### EXERCISE
Output the records exactly. Include every line.

### Items listed in a dataset

-- START --

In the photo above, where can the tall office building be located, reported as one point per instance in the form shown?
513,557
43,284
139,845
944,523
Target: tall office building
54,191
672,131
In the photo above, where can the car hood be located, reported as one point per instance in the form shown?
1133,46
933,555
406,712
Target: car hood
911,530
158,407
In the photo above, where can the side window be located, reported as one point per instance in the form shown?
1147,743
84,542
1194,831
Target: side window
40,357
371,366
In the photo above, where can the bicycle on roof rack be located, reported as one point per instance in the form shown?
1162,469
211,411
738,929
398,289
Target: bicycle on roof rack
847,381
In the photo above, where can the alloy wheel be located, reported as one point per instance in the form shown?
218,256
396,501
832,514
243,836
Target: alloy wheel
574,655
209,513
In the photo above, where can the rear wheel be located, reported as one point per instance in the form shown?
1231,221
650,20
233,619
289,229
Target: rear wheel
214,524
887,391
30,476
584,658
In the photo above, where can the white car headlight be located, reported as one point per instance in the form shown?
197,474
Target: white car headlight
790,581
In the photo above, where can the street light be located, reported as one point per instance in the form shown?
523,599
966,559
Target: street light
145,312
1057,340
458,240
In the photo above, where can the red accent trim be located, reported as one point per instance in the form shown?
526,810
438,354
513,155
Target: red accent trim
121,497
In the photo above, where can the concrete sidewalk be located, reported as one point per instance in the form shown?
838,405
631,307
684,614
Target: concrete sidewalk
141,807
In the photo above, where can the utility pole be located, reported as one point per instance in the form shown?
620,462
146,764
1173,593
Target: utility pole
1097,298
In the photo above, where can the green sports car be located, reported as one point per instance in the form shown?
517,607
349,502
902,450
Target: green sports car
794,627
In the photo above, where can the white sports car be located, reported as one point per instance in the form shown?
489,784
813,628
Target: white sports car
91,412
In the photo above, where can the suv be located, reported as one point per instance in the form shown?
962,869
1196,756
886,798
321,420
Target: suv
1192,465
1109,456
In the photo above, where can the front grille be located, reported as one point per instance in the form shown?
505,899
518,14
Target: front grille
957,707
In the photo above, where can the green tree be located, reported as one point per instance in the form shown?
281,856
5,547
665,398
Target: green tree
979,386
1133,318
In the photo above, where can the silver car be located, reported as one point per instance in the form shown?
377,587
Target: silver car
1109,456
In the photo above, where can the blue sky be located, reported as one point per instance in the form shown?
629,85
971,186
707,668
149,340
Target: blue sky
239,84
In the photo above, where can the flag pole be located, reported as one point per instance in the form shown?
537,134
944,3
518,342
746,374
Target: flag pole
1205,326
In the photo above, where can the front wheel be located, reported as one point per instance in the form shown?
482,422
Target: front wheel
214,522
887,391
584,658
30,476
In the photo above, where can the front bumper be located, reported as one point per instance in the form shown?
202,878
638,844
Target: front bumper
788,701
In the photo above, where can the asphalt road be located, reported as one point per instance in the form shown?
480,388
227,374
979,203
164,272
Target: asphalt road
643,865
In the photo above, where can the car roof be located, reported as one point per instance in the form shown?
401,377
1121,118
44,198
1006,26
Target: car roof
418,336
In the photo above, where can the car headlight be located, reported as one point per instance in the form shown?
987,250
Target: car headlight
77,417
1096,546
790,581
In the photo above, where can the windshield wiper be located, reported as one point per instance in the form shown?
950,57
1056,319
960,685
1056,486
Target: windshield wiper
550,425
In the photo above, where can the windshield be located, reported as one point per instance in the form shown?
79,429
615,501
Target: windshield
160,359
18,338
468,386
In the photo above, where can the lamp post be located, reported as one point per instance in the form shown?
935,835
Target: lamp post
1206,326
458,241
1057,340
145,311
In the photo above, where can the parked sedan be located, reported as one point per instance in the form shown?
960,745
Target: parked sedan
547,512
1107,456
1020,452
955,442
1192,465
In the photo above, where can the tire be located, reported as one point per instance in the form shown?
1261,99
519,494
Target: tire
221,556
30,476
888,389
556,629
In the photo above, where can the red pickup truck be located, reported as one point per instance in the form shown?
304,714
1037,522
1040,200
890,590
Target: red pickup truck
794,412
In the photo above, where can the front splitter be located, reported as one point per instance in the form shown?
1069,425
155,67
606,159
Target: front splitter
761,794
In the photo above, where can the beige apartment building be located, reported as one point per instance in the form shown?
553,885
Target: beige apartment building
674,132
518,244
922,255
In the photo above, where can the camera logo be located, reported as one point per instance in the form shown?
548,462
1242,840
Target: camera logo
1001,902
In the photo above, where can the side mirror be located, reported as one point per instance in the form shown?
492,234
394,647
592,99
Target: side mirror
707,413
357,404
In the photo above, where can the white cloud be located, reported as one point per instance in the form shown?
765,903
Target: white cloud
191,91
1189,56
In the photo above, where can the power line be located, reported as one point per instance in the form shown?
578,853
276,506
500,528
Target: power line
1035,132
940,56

-- END --

### CORRECT RESULT
In the photo above, where can the tall office building be located, reported as one point per instance in the form shown?
513,557
43,284
139,845
944,523
Target: tall office building
54,191
672,131
In the photo above, where can the car hood be located, reported as one point per instance in the form shown?
1133,46
933,555
406,712
Target: car hood
911,530
158,407
In the photo above, where can the side window be located, reported as one point per instance in the form shown?
1147,743
84,542
1194,831
Target: side window
40,357
371,366
In the photo above, where can the bicycle on roof rack be located, reported as one point per instance in the form shown?
1162,469
211,411
738,929
398,289
Target: bicycle on roof rack
847,381
In the photo above, where can the alloy wheel be located, reported as one point per instance in the form shown?
218,256
396,501
832,514
243,836
Target: alloy wheel
574,655
209,513
In the photo above, where can the rear wheel be located, reported as one point per instance in the form shown?
1231,221
650,20
233,619
289,229
Target: rear wheel
214,524
887,391
30,476
584,658
In the photo above, where can the white car headlight be located, reported as one point per instance in the form shown?
197,474
Target: white car headlight
790,581
In the photo above, where can the street light be located, reported as one point per instance in the form shown?
523,599
966,559
Target: street light
145,312
1057,340
458,240
In the photo above, where can the red accent trim be located, reported as one point per instance in the form shown?
526,810
438,354
513,155
Target: red accent trim
121,497
In the photo above, where can the concrete sidewalk be located, reported as one point per instance in the form shown?
838,405
631,307
684,614
Target: concrete sidewalk
141,807
In the photo above, where can the utility pole be located, reported as one point per instance in the form shown?
620,462
146,764
1173,593
Target: utility pole
1097,298
In the photo above, where can the green sports car be located, reported as one point per instance in the form shown?
517,607
349,502
902,450
Target: green sports car
794,627
In the photo above, where can the white sports car be located, reported as one point per instance in the form shown?
489,784
813,628
Target: white sports car
91,412
In the photo above, where can the suv be located, reported as one point per instance in the form shown?
962,869
1196,756
886,798
321,420
Target: suv
1192,465
1109,456
In the photo above, where can the front grille be located, reported as one point per instance in the form shown?
505,899
518,14
Target: front grille
957,707
In the photo above, where can the green tree be located, reported as one point per instance in the form shown?
281,856
5,547
665,398
Target: green tree
979,386
1133,318
In the photo above, where can the silver car be located, reported as one point per instance in the form shown?
377,587
Target: silver car
1109,456
In the photo above, where can the blue sky be located, reported as one point per instance in the form shown?
629,85
971,186
707,668
149,340
Target: blue sky
239,84
In the photo above, where can the flag pole be located, reported as one point per instance in the form shown?
537,134
944,3
518,342
746,374
Target: flag pole
1205,326
In the photo above, where can the front wheel be located, reported as one point per instance in the form shown?
482,422
Target: front wheel
214,522
887,391
584,658
30,476
In the photo above, where can the front bumper be located, reported as one point per instance in the form shown?
202,878
638,844
Target: front bumper
788,701
In the photo above, where can the asphalt road be located, reported as one point per instance in the form shown?
480,388
227,374
979,203
164,272
Target: asphalt road
643,865
In the photo above, where can the car roof be located, reported as one point per instance in the form shown?
401,377
1121,118
44,198
1006,26
Target: car roof
418,336
In the photo above, where can the car headlight be located, reported as one point per instance in the form shown?
987,250
Target: car headlight
77,417
1096,546
790,581
In the photo above, where can the windshield wiper be located, reported as one point per instance in the form shown?
950,57
1056,319
960,685
1056,486
Target: windshield wiper
550,425
In the photo above, where can the windshield be located, reported as one point per instance in the form shown?
79,429
615,501
Target: windshield
160,359
18,338
468,386
In the photo above, where can the lamp post be located, reported as one point per instance in the form shown?
935,835
Target: lamp post
1206,326
458,241
1057,340
145,311
In the photo above, where can the parked sedan be located, reported as one point per instance in the form shown?
960,745
Target: parked sedan
547,512
1107,456
1020,452
955,442
1192,465
In the photo above, where can the tire be located, reported as one point per instance in the form shown?
1261,99
519,494
Target: tire
221,556
30,476
888,389
556,629
In the photo above, where can the red pickup truck be located, reported as one point per instance in the form shown?
304,714
1037,522
1040,200
890,590
Target: red pickup truck
794,412
In the photo above, where can the front splitter be located, reported as one point per instance in the form shown?
1069,425
155,67
606,159
Target: front splitter
761,794
In the photo above, where can the beige apartment building be located, reported as one point per instance in the form shown?
553,885
Target: beige apartment building
674,132
518,244
922,255
In the photo above, where can the camera logo be located, reported as one point per instance in the form shown?
548,462
1242,840
Target: camera logo
1001,902
In the photo above, where can the side mirror be located, reported as one point per instance in the form shown?
492,234
394,647
592,99
Target: side mirror
707,413
357,404
In the photo above, where can the white cloud be located, reported as one point per instance in the form shown?
765,903
Target: white cloud
191,91
1189,56
In the photo above, where can the power line be located, reported as one point per instance in the form shown?
578,853
276,506
500,528
Target: power line
1035,132
940,56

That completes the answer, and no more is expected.